Starting at the row that contains "Practice: put a marker on each instance of the rein" and continuing through the final row below, render each row as a Markdown table with the columns "No." and "Line". Leave out blank lines.

Rows from a data collection:
◇ ◇ ◇
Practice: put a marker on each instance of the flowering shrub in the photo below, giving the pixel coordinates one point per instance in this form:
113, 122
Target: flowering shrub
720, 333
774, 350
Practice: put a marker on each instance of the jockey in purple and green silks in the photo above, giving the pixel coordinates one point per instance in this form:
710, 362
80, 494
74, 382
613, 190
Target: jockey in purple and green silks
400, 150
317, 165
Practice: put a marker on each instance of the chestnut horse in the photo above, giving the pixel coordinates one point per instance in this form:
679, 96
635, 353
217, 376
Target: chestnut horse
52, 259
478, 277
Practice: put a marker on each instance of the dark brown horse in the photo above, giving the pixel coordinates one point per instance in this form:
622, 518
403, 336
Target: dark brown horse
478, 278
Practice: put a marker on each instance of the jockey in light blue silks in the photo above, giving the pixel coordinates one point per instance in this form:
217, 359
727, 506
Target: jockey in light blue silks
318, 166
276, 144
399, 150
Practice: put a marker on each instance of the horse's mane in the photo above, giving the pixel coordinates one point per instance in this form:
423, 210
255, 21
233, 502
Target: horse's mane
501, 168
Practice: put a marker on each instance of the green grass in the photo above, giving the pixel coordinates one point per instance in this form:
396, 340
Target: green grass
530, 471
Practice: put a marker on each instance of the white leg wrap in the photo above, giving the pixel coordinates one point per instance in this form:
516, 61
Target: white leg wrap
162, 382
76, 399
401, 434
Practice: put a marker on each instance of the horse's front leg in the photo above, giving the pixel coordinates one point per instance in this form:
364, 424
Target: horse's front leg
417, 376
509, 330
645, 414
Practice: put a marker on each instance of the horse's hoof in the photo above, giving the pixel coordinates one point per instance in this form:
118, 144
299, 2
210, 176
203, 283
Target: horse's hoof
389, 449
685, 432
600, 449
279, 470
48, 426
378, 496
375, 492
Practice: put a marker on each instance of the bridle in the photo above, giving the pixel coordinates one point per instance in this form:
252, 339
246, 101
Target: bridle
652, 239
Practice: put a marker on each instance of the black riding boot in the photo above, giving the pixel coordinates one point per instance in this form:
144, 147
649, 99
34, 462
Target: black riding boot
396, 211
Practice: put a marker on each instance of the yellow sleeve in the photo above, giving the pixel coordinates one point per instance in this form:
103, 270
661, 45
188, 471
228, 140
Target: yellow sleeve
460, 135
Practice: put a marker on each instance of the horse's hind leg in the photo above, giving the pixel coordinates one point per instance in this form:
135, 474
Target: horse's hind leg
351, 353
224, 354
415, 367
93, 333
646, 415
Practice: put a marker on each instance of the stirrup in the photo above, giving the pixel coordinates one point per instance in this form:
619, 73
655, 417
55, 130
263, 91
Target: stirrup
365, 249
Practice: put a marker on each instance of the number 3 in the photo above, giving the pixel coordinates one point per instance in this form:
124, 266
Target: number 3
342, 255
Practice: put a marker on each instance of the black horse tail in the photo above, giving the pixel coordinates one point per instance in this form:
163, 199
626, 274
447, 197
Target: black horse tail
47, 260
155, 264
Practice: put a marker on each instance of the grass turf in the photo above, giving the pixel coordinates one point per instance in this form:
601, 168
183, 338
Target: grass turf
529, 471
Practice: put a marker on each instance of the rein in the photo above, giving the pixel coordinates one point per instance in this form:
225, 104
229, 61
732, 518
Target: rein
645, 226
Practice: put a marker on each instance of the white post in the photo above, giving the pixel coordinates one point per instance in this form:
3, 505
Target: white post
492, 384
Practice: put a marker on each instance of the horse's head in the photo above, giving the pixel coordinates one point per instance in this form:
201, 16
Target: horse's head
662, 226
◇ ◇ ◇
Task answer
| No. | Line |
|---|---|
| 1 | Practice: put a marker on each instance of the rein in the photo above, giving the pixel coordinates one point per instance in this form: |
| 2 | 225, 104 |
| 3 | 229, 61 |
| 4 | 732, 518 |
| 5 | Target: rein |
| 6 | 645, 226 |
| 7 | Practice: put a marker on each instance of the white post in the photo above, giving the pixel coordinates one point per instance in this form: |
| 8 | 3, 505 |
| 9 | Target: white post |
| 10 | 492, 384 |
| 11 | Practice: put a marker on each instance of the horse's head in the photo above, giving the pixel coordinates one point per instance in this form: |
| 12 | 201, 16 |
| 13 | Target: horse's head |
| 14 | 662, 226 |